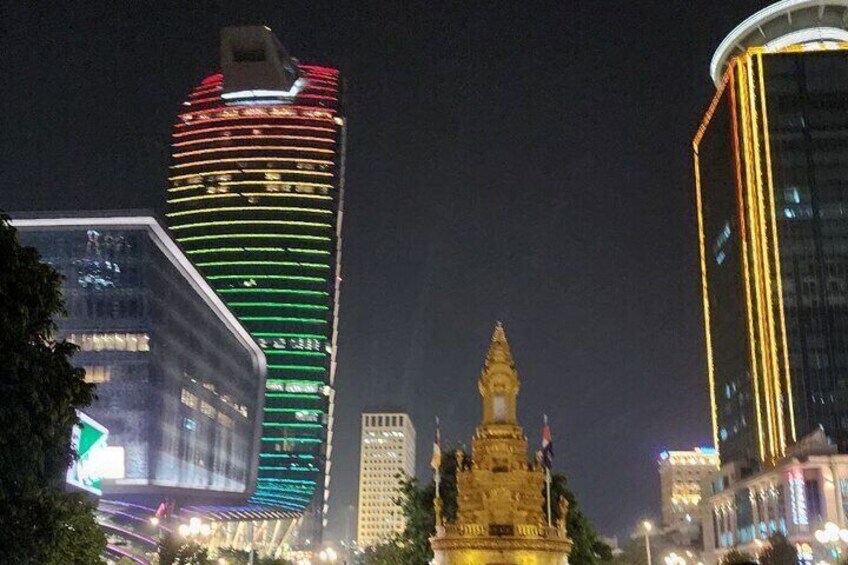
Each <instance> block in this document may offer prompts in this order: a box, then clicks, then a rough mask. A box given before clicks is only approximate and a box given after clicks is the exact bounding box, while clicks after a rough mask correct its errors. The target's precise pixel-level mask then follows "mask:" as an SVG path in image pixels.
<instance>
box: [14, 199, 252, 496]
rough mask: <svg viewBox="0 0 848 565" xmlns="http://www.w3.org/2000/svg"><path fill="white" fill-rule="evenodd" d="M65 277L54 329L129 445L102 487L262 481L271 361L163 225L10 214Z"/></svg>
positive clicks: (154, 222) (91, 409)
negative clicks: (267, 391)
mask: <svg viewBox="0 0 848 565" xmlns="http://www.w3.org/2000/svg"><path fill="white" fill-rule="evenodd" d="M12 225H13V226H14V227H15V228H17V230H18V235H19V238H20V240H21V242H22V244H24V245H29V246H32V247H35V248H36V249H37V250H38V251H39V253H40V254H41V256H42V259H43V260H44V261H45V262H47V263H49V264H50V265H52V266H53V267H54V268H55V269H56V270H57V271H59V273H61V274H62V275H63V277H64V282H63V287H62V292H63V295H64V298H65V307H66V309H67V316H66V317H64V318H61V319H60V320H59V321H58V337H60V338H65V339H67V340H68V341H70V342H73V343H75V344H77V345H78V346H79V347H80V351H79V352H78V353H77V354H76V355H75V356H74V358H73V361H74V363H75V364H77V365H78V366H82V367H84V368H85V369H86V380H87V381H89V382H93V383H96V384H97V396H98V398H97V401H96V402H95V403H94V404H93V405H92V406H90V407H88V408H87V409H86V412H87V413H88V414H89V415H90V416H91V417H92V418H94V419H95V420H97V421H98V422H100V423H101V424H102V425H103V426H105V427H106V428H107V429H108V430H109V444H110V445H111V446H120V447H121V448H123V451H124V457H125V460H124V470H125V477H124V478H123V479H117V480H114V481H104V483H103V485H102V489H103V492H104V496H107V497H108V496H110V495H117V494H121V493H133V494H139V493H156V494H161V495H179V493H180V492H185V491H187V490H191V491H203V492H206V493H210V496H212V497H213V498H215V499H219V500H226V499H228V498H229V499H231V500H239V499H242V500H243V499H244V498H246V496H247V495H248V494H249V493H250V491H251V490H252V486H253V484H254V481H255V478H256V463H255V461H254V458H255V455H256V454H257V451H258V439H259V428H258V426H257V418H256V416H257V413H258V412H259V411H260V410H261V406H262V393H263V389H264V373H265V358H264V355H263V354H262V351H261V350H260V349H259V347H258V346H257V345H256V343H255V342H254V341H253V340H252V339H251V338H250V336H249V335H248V334H247V332H246V331H245V329H244V328H243V327H242V326H241V324H239V322H238V320H236V318H235V317H234V316H233V315H232V314H231V313H230V311H229V310H228V309H227V308H226V306H224V304H223V302H221V300H220V299H219V298H218V297H217V296H216V294H215V293H214V292H213V291H212V289H211V288H210V287H209V285H207V284H206V283H205V281H204V280H203V279H202V277H200V275H199V273H198V272H197V271H196V270H195V269H194V267H192V266H191V263H190V262H189V261H188V260H187V258H186V257H185V256H184V255H183V254H182V253H181V252H180V251H179V249H178V248H177V246H176V244H175V243H174V242H173V241H172V240H171V239H170V237H168V235H167V234H166V233H165V231H164V229H163V228H162V227H161V226H160V225H159V224H158V222H157V221H156V220H155V219H154V218H152V217H150V216H144V215H133V216H129V215H123V216H107V215H89V214H84V215H66V216H56V215H50V216H44V217H38V218H18V219H15V220H13V221H12Z"/></svg>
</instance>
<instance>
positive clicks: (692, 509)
mask: <svg viewBox="0 0 848 565" xmlns="http://www.w3.org/2000/svg"><path fill="white" fill-rule="evenodd" d="M657 464H658V466H659V473H660V492H661V495H662V518H663V526H664V528H665V529H666V530H671V531H676V532H680V533H681V534H687V535H688V536H689V537H690V539H692V538H696V537H698V536H699V535H700V523H701V511H700V504H701V484H702V483H703V482H704V481H707V480H709V479H710V478H711V477H712V475H714V474H715V473H716V471H718V467H719V460H718V454H717V453H716V451H715V449H713V448H711V447H696V448H695V449H693V450H691V451H663V452H662V453H661V454H660V458H659V460H658V461H657Z"/></svg>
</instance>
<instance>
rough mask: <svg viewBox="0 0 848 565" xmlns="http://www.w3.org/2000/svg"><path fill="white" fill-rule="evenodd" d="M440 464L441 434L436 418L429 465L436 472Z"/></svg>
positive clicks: (438, 424) (437, 420)
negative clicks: (434, 433) (429, 463)
mask: <svg viewBox="0 0 848 565" xmlns="http://www.w3.org/2000/svg"><path fill="white" fill-rule="evenodd" d="M441 466H442V436H441V434H440V433H439V419H438V418H436V435H435V436H434V437H433V456H432V457H431V458H430V467H432V468H433V470H434V471H436V472H437V473H438V471H439V468H440V467H441Z"/></svg>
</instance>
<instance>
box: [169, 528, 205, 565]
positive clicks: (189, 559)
mask: <svg viewBox="0 0 848 565" xmlns="http://www.w3.org/2000/svg"><path fill="white" fill-rule="evenodd" d="M211 563H212V562H211V561H210V560H209V552H208V550H207V549H206V548H205V547H203V546H201V545H199V544H197V543H195V542H193V541H183V540H181V539H180V538H179V537H178V536H176V535H174V534H170V533H169V534H165V535H164V536H162V538H161V539H160V540H159V565H210V564H211Z"/></svg>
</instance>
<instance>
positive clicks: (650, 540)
mask: <svg viewBox="0 0 848 565" xmlns="http://www.w3.org/2000/svg"><path fill="white" fill-rule="evenodd" d="M642 528H643V529H644V530H645V554H646V555H647V556H648V565H652V562H651V530H652V529H653V528H654V525H653V524H651V523H650V522H649V521H648V520H645V521H644V522H642Z"/></svg>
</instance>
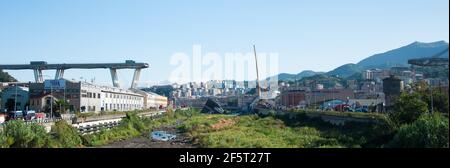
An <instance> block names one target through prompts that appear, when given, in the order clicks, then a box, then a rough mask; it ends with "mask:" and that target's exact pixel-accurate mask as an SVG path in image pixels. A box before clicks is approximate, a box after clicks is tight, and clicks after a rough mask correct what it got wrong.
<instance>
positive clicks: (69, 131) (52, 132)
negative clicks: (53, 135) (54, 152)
mask: <svg viewBox="0 0 450 168" xmlns="http://www.w3.org/2000/svg"><path fill="white" fill-rule="evenodd" d="M52 133H54V138H55V143H56V145H57V146H58V147H63V148H73V147H79V146H81V144H82V140H81V138H80V134H79V133H78V131H77V130H76V129H75V128H74V127H72V126H71V125H69V124H68V123H67V122H66V121H64V120H61V121H58V122H56V123H55V125H54V126H53V127H52Z"/></svg>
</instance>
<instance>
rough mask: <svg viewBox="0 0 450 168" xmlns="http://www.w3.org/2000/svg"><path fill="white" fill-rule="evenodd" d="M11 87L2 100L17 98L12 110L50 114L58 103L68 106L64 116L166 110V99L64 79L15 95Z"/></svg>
mask: <svg viewBox="0 0 450 168" xmlns="http://www.w3.org/2000/svg"><path fill="white" fill-rule="evenodd" d="M11 85H12V86H9V87H6V88H5V89H4V92H3V96H2V99H3V100H11V99H12V100H14V99H15V95H17V97H19V99H18V100H19V101H18V106H17V107H16V110H26V109H28V110H34V111H37V112H46V111H50V109H49V108H50V107H51V106H52V103H55V102H58V101H60V102H61V101H62V102H66V103H67V104H68V106H69V108H68V109H63V111H66V112H76V111H79V112H107V111H133V110H143V109H157V108H165V107H166V106H167V98H166V97H164V96H160V95H157V94H155V93H151V92H144V91H140V90H137V89H122V88H116V87H108V86H100V85H95V84H92V83H87V82H76V81H70V80H67V79H58V80H45V81H44V82H43V83H29V88H27V87H17V88H18V92H17V94H15V93H16V92H15V90H16V89H15V88H16V86H14V85H13V84H11ZM24 98H29V101H26V100H23V99H24ZM52 100H53V101H52ZM24 101H26V102H24ZM53 106H54V105H53ZM1 108H2V109H8V107H7V105H6V101H3V102H2V107H1ZM9 110H13V109H9ZM53 110H55V109H53ZM58 110H61V109H58Z"/></svg>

PROBLEM REQUIREMENTS:
Copy out, character for character, the part of the entries that opens at their start and closes with the line containing "positive clicks: (154, 222) (91, 409)", including that line. Leave the pictures out of your answer.

OUTPUT OF THE TASK:
Each <instance> block in this document may offer prompts in this order: a box, then clicks, then a rough mask. A box given before clicks is only approximate and a box given after clicks is the exact bounding box, while clicks after a rough mask correct its errors. The target's precise pixel-level mask then follows "mask:" as an SVG path in image pixels.
<instance>
box: [14, 199, 252, 496]
rough mask: <svg viewBox="0 0 848 565" xmlns="http://www.w3.org/2000/svg"><path fill="white" fill-rule="evenodd" d="M65 277L54 329L129 445L102 487L262 481L271 361L163 225L10 214Z"/></svg>
positive clicks: (154, 222) (91, 409)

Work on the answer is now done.